= WHAT THE TASK REQUIRES =
State how many lines in the material below contain the string "stupa", matching case exactly. Reply with the number alone.

= ENTRIES PROVIDED =
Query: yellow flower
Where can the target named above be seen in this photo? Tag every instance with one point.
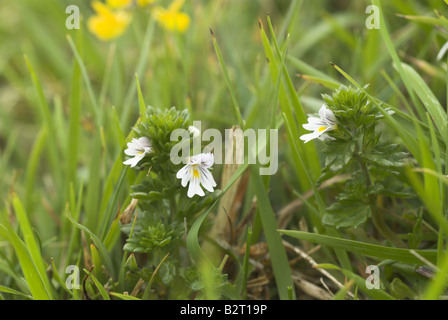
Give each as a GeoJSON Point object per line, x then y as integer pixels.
{"type": "Point", "coordinates": [142, 3]}
{"type": "Point", "coordinates": [118, 4]}
{"type": "Point", "coordinates": [107, 24]}
{"type": "Point", "coordinates": [171, 18]}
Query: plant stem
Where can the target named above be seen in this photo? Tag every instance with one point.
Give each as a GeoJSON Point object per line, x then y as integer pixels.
{"type": "Point", "coordinates": [377, 219]}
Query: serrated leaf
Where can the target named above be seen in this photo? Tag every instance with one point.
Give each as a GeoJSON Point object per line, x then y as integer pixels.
{"type": "Point", "coordinates": [346, 214]}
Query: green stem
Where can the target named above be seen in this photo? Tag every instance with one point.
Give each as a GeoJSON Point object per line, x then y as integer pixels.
{"type": "Point", "coordinates": [377, 219]}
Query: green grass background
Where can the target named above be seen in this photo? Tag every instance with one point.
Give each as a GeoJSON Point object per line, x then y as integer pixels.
{"type": "Point", "coordinates": [68, 102]}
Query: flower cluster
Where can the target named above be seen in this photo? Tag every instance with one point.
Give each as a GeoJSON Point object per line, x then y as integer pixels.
{"type": "Point", "coordinates": [112, 17]}
{"type": "Point", "coordinates": [320, 126]}
{"type": "Point", "coordinates": [195, 173]}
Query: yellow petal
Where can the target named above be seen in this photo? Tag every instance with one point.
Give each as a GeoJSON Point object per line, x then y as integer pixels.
{"type": "Point", "coordinates": [142, 3]}
{"type": "Point", "coordinates": [176, 5]}
{"type": "Point", "coordinates": [118, 4]}
{"type": "Point", "coordinates": [106, 24]}
{"type": "Point", "coordinates": [174, 21]}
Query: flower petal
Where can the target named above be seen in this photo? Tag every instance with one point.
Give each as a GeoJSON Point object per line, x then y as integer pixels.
{"type": "Point", "coordinates": [206, 179]}
{"type": "Point", "coordinates": [195, 188]}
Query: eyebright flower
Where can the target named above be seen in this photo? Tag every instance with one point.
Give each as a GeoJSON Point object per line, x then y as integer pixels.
{"type": "Point", "coordinates": [171, 18]}
{"type": "Point", "coordinates": [326, 122]}
{"type": "Point", "coordinates": [196, 173]}
{"type": "Point", "coordinates": [138, 149]}
{"type": "Point", "coordinates": [108, 24]}
{"type": "Point", "coordinates": [194, 131]}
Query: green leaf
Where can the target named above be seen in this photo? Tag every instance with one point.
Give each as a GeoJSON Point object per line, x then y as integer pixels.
{"type": "Point", "coordinates": [346, 214]}
{"type": "Point", "coordinates": [401, 291]}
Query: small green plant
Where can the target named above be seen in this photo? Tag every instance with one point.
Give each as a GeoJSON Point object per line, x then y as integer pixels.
{"type": "Point", "coordinates": [354, 145]}
{"type": "Point", "coordinates": [163, 212]}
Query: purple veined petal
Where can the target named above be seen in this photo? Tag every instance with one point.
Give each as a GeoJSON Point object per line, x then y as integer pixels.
{"type": "Point", "coordinates": [187, 177]}
{"type": "Point", "coordinates": [195, 159]}
{"type": "Point", "coordinates": [144, 142]}
{"type": "Point", "coordinates": [313, 126]}
{"type": "Point", "coordinates": [182, 172]}
{"type": "Point", "coordinates": [195, 188]}
{"type": "Point", "coordinates": [309, 136]}
{"type": "Point", "coordinates": [133, 161]}
{"type": "Point", "coordinates": [315, 120]}
{"type": "Point", "coordinates": [207, 159]}
{"type": "Point", "coordinates": [327, 115]}
{"type": "Point", "coordinates": [207, 180]}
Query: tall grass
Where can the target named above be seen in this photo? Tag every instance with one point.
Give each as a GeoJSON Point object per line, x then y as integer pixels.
{"type": "Point", "coordinates": [70, 103]}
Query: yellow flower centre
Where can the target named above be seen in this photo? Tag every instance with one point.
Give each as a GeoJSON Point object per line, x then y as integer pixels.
{"type": "Point", "coordinates": [321, 129]}
{"type": "Point", "coordinates": [195, 173]}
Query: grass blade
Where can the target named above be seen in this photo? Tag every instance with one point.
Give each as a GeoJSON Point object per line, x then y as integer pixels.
{"type": "Point", "coordinates": [371, 250]}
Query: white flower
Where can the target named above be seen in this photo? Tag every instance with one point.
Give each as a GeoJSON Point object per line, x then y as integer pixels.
{"type": "Point", "coordinates": [138, 149]}
{"type": "Point", "coordinates": [194, 131]}
{"type": "Point", "coordinates": [196, 172]}
{"type": "Point", "coordinates": [326, 122]}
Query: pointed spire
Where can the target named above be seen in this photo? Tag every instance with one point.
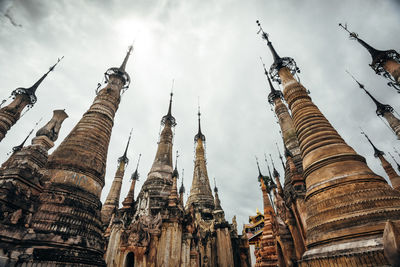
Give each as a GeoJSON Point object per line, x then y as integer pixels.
{"type": "Point", "coordinates": [398, 166]}
{"type": "Point", "coordinates": [354, 36]}
{"type": "Point", "coordinates": [381, 109]}
{"type": "Point", "coordinates": [124, 157]}
{"type": "Point", "coordinates": [32, 90]}
{"type": "Point", "coordinates": [279, 62]}
{"type": "Point", "coordinates": [169, 118]}
{"type": "Point", "coordinates": [199, 134]}
{"type": "Point", "coordinates": [175, 172]}
{"type": "Point", "coordinates": [128, 53]}
{"type": "Point", "coordinates": [18, 148]}
{"type": "Point", "coordinates": [377, 152]}
{"type": "Point", "coordinates": [135, 174]}
{"type": "Point", "coordinates": [280, 157]}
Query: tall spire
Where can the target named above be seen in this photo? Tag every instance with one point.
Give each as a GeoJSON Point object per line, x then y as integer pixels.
{"type": "Point", "coordinates": [199, 134]}
{"type": "Point", "coordinates": [398, 165]}
{"type": "Point", "coordinates": [332, 167]}
{"type": "Point", "coordinates": [381, 109]}
{"type": "Point", "coordinates": [169, 118]}
{"type": "Point", "coordinates": [130, 197]}
{"type": "Point", "coordinates": [111, 203]}
{"type": "Point", "coordinates": [385, 63]}
{"type": "Point", "coordinates": [120, 72]}
{"type": "Point", "coordinates": [18, 148]}
{"type": "Point", "coordinates": [278, 61]}
{"type": "Point", "coordinates": [23, 97]}
{"type": "Point", "coordinates": [377, 152]}
{"type": "Point", "coordinates": [124, 157]}
{"type": "Point", "coordinates": [30, 92]}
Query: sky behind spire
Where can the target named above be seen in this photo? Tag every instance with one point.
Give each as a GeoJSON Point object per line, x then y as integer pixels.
{"type": "Point", "coordinates": [212, 50]}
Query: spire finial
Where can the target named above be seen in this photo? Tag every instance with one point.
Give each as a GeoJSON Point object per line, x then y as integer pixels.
{"type": "Point", "coordinates": [278, 61]}
{"type": "Point", "coordinates": [199, 134]}
{"type": "Point", "coordinates": [169, 118]}
{"type": "Point", "coordinates": [31, 90]}
{"type": "Point", "coordinates": [381, 109]}
{"type": "Point", "coordinates": [398, 166]}
{"type": "Point", "coordinates": [377, 152]}
{"type": "Point", "coordinates": [175, 172]}
{"type": "Point", "coordinates": [18, 148]}
{"type": "Point", "coordinates": [128, 53]}
{"type": "Point", "coordinates": [280, 156]}
{"type": "Point", "coordinates": [124, 157]}
{"type": "Point", "coordinates": [275, 172]}
{"type": "Point", "coordinates": [135, 175]}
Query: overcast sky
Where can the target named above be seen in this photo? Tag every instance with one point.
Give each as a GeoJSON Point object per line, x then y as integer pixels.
{"type": "Point", "coordinates": [212, 51]}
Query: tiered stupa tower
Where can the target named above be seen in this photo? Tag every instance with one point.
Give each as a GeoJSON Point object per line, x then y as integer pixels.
{"type": "Point", "coordinates": [383, 110]}
{"type": "Point", "coordinates": [159, 180]}
{"type": "Point", "coordinates": [347, 204]}
{"type": "Point", "coordinates": [23, 97]}
{"type": "Point", "coordinates": [111, 204]}
{"type": "Point", "coordinates": [385, 63]}
{"type": "Point", "coordinates": [200, 191]}
{"type": "Point", "coordinates": [66, 229]}
{"type": "Point", "coordinates": [391, 173]}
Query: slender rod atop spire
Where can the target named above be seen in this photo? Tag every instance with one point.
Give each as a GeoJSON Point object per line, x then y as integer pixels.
{"type": "Point", "coordinates": [381, 108]}
{"type": "Point", "coordinates": [377, 152]}
{"type": "Point", "coordinates": [271, 47]}
{"type": "Point", "coordinates": [128, 53]}
{"type": "Point", "coordinates": [18, 148]}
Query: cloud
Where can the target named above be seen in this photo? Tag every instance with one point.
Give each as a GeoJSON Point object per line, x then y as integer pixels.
{"type": "Point", "coordinates": [212, 50]}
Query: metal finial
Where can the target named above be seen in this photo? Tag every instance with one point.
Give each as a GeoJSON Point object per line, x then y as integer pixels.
{"type": "Point", "coordinates": [280, 156]}
{"type": "Point", "coordinates": [381, 109]}
{"type": "Point", "coordinates": [18, 148]}
{"type": "Point", "coordinates": [377, 152]}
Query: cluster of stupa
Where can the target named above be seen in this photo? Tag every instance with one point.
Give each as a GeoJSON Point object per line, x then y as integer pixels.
{"type": "Point", "coordinates": [50, 209]}
{"type": "Point", "coordinates": [332, 210]}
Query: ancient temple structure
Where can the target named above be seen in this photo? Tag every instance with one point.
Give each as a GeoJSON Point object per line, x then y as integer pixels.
{"type": "Point", "coordinates": [22, 97]}
{"type": "Point", "coordinates": [343, 209]}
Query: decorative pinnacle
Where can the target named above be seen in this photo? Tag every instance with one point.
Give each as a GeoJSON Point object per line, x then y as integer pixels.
{"type": "Point", "coordinates": [275, 172]}
{"type": "Point", "coordinates": [128, 53]}
{"type": "Point", "coordinates": [182, 188]}
{"type": "Point", "coordinates": [199, 134]}
{"type": "Point", "coordinates": [354, 36]}
{"type": "Point", "coordinates": [398, 166]}
{"type": "Point", "coordinates": [135, 175]}
{"type": "Point", "coordinates": [18, 148]}
{"type": "Point", "coordinates": [377, 152]}
{"type": "Point", "coordinates": [175, 172]}
{"type": "Point", "coordinates": [381, 109]}
{"type": "Point", "coordinates": [124, 157]}
{"type": "Point", "coordinates": [280, 156]}
{"type": "Point", "coordinates": [169, 118]}
{"type": "Point", "coordinates": [31, 90]}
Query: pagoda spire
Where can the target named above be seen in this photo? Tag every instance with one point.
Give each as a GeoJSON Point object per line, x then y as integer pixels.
{"type": "Point", "coordinates": [23, 97]}
{"type": "Point", "coordinates": [111, 203]}
{"type": "Point", "coordinates": [200, 191]}
{"type": "Point", "coordinates": [383, 110]}
{"type": "Point", "coordinates": [398, 165]}
{"type": "Point", "coordinates": [268, 253]}
{"type": "Point", "coordinates": [159, 179]}
{"type": "Point", "coordinates": [130, 197]}
{"type": "Point", "coordinates": [385, 63]}
{"type": "Point", "coordinates": [391, 173]}
{"type": "Point", "coordinates": [75, 173]}
{"type": "Point", "coordinates": [332, 167]}
{"type": "Point", "coordinates": [19, 147]}
{"type": "Point", "coordinates": [279, 62]}
{"type": "Point", "coordinates": [173, 196]}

= OUTPUT BELOW =
2